● EXERCISE DIRECTIONS:
Write the next part of the article below on common mistakes in horse care, continuing after its final paragraph.

● GIVEN TEXT:
◇ ◇ ◇

We’ve all popped into the tackshop ‘just for a look’ and come out laden with goodies. But do any of them really help our horses? The answer is ‘no’, according to Grand Prix dressage rider Lucinda McAlpine, whose horses are all barefoot, and live out 24/7 without rugs.

“I believe horses need three things – free-roaming movement, grazing and a social life. Spend your time and money on finding a yard with access to those. You don’t need rugs – the horse generates heat himself and his coat is better than any rug. You don’t need the same tack as top riders, just whatever is comfortable for your horse – mine are all ridden in rubber snaffles.

“Don’t waste your money on gadgets that promise miracle results. I maintain you don’t need to spend lots of money on farriery either. My horses are all barefoot and just need their feet trimmed.”


7. Not having proper lessons

Patrick Print, FBHS and chairman of the BHS, travels the world teaching both riders and other instructors, and maintains “lessons are crucial for developing your position and a deep, secure seat. Learning to ride well is learning to ride safely. An accredited BHS instructor will be insured, have first aid training, and a child protection certificate. Some people go to a famous rider for lessons but an exceptional rider isn’t necessarily a good teacher.”

He adds that a good instructor “should evaluate you and discuss any problems. Avoid anyone who makes you feel discouraged, demoralised, or spends all their time on their mobile phone. Also avoid someone who’s constantly getting on your horse – they should be able to work from the ground. They should also be able to teach any level of rider and talk to you in plain English you understand.”

Visit www.bhs.org.uk to find a BHS instructor in your area.


8. Neglecting proper farriery

Your farrier might be one of the most important people to be involved with your horse – that’s the view of expert farrier Haydn Price.

“I believe there are no boundaries to the ways in which your farrier can help your horse. It can be tempting to try to stretch your money by having your horse shod less often, but this can lead to soft tissue injuries like corns and, ultimately, vet bills. Farriery is crucial to your horse’s health and welfare, and it matters at every level, even just for pleasure riders.

“However, don’t feel you have to go along with whatever farrier already visits your yard. Find someone who takes the time to listen to problems you might be having and communicates with you well. A good way to choose a farrier is to ask how quickly they can replace a shoe – if it’s a week, that’s too long. If it’s 24 hours, that’s what you’re looking for, even if you have to spend a few more pounds for their services.”

◇ ◇ ◇

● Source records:
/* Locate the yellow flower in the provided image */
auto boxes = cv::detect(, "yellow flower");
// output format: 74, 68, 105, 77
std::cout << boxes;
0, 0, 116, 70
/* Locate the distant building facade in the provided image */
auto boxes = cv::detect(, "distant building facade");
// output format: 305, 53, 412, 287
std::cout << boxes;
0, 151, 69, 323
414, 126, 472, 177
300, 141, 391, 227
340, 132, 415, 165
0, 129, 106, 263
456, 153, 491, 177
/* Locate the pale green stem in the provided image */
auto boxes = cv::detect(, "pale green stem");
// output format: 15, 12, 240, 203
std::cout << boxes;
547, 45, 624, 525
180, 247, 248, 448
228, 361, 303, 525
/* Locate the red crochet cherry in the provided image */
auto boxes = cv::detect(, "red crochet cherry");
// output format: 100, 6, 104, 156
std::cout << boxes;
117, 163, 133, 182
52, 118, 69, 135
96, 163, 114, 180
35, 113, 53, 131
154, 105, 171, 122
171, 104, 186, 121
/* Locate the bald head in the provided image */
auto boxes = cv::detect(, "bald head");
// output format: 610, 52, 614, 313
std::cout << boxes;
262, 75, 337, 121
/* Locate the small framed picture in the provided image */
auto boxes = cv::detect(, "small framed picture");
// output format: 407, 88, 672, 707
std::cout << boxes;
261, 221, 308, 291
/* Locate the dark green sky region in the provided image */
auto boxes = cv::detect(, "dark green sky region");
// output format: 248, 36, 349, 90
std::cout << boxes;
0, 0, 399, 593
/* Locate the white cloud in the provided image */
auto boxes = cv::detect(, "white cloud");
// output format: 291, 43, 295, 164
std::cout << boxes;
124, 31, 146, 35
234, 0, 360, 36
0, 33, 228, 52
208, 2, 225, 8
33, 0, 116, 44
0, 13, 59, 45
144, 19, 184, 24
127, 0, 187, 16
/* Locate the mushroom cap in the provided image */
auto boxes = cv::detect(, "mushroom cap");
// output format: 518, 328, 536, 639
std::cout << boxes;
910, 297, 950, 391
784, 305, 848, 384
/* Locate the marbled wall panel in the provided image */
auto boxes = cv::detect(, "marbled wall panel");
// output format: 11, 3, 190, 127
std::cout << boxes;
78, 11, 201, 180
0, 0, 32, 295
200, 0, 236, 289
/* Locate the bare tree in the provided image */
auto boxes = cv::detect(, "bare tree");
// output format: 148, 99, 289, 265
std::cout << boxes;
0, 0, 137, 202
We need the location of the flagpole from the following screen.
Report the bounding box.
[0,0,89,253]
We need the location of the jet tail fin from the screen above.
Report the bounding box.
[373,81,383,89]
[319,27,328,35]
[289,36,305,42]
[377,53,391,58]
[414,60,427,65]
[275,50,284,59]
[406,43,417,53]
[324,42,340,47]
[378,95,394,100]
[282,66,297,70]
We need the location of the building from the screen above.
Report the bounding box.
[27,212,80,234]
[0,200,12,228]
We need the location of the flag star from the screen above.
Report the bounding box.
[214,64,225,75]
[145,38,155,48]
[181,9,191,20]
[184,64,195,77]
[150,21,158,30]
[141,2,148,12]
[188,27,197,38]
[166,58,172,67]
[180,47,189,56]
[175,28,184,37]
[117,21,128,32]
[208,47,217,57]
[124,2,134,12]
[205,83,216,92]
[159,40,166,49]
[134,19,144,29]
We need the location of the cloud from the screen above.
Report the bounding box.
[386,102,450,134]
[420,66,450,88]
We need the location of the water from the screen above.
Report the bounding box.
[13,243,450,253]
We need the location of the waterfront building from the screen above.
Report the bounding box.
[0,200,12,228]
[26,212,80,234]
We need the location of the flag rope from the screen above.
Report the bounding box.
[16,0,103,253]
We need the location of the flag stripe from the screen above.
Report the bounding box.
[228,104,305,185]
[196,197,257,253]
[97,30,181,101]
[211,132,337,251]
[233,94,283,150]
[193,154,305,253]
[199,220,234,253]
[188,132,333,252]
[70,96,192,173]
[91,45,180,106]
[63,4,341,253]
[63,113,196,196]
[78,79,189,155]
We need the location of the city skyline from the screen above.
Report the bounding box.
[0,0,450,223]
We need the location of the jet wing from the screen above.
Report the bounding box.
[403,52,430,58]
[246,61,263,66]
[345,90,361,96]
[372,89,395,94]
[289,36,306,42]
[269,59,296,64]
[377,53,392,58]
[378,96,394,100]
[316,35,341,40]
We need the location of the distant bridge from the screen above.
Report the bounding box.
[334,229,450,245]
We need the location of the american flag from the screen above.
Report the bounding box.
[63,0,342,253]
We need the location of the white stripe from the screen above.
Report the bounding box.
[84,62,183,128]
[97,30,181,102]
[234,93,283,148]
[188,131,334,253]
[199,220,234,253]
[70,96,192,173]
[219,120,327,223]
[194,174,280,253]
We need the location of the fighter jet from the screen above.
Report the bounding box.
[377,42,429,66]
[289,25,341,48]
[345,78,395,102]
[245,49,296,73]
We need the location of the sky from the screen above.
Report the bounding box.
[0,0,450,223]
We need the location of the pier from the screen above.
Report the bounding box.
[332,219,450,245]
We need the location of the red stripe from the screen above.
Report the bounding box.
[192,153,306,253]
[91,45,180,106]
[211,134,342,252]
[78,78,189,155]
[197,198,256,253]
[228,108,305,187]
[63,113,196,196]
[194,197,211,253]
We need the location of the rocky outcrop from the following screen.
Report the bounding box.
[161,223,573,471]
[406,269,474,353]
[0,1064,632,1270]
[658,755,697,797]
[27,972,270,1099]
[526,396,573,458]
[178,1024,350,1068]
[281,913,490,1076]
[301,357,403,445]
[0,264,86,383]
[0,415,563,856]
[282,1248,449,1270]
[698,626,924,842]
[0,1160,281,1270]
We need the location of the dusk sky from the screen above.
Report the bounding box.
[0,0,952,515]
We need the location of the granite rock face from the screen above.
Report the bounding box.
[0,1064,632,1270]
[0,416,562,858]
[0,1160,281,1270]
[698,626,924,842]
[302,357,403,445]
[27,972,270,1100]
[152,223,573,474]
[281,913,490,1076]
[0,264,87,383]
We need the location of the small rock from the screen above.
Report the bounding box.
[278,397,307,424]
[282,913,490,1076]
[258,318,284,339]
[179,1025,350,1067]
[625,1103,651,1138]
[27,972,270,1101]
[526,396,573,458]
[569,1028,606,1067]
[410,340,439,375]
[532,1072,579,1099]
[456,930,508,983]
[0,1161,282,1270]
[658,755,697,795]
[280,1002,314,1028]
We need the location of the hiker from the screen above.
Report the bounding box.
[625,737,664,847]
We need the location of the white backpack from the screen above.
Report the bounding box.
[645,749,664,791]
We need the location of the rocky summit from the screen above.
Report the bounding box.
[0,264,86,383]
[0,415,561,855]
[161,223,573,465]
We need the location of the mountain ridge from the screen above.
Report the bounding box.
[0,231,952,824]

◇ ◇ ◇

● EXPECTED ANSWER:
9. Blaming the horse

It’s a familiar feeling – that red-faced, frustrated seething, as yet again you ask, why won’t he do what I want? It’s a feeling Intelligent Horsemanship guru Kelly Marks helps riders work through.

“Imagine yourself before a jury,” she says. “In front of them, you manage to prove that, though you’re doing everything right, the horse is still not doing what you want, so everyone agrees it’s not your fault. What then? Will your horse apologise?

“Let’s say my horse isn’t changing leads and I’m absolutely sure I’m doing everything clearly and precisely. Here’s what to check: Is he in physical discomfort? Have I got the basics in place – can he perform every step up to the requested movement calmly and precisely? Has he sufficient motivation to perform the action – what’s in it for him? Is my frustration causing the horse to be stressed and confused?

“By taking responsibility, you claim the power and put yourself in a stronger position to think through the changes to get the results you want.”


10. Neglecting rider fitness

The fitter and more balanced you are, the better your horse will be able to perform. It’s something that rider fitness expert Jon Pitts sees in his work with members of the equestrian Team GB.

“Your weight is a significant load to the horse, so if you have some to lose, increase your exercise and follow a sensible diet. Riders need good balance, too, quick reaction times and good pelvic stability.

“Don't be a hero and ignore an injury to yourself. If you’re in pain, you’ll compensate and create an imbalance that will affect your horse, causing him to perform less well. Seeing a physio can be a good idea, especially one who understands riding.

“And pay attention to everyday things like mucking out – lift properly and use your body correctly.”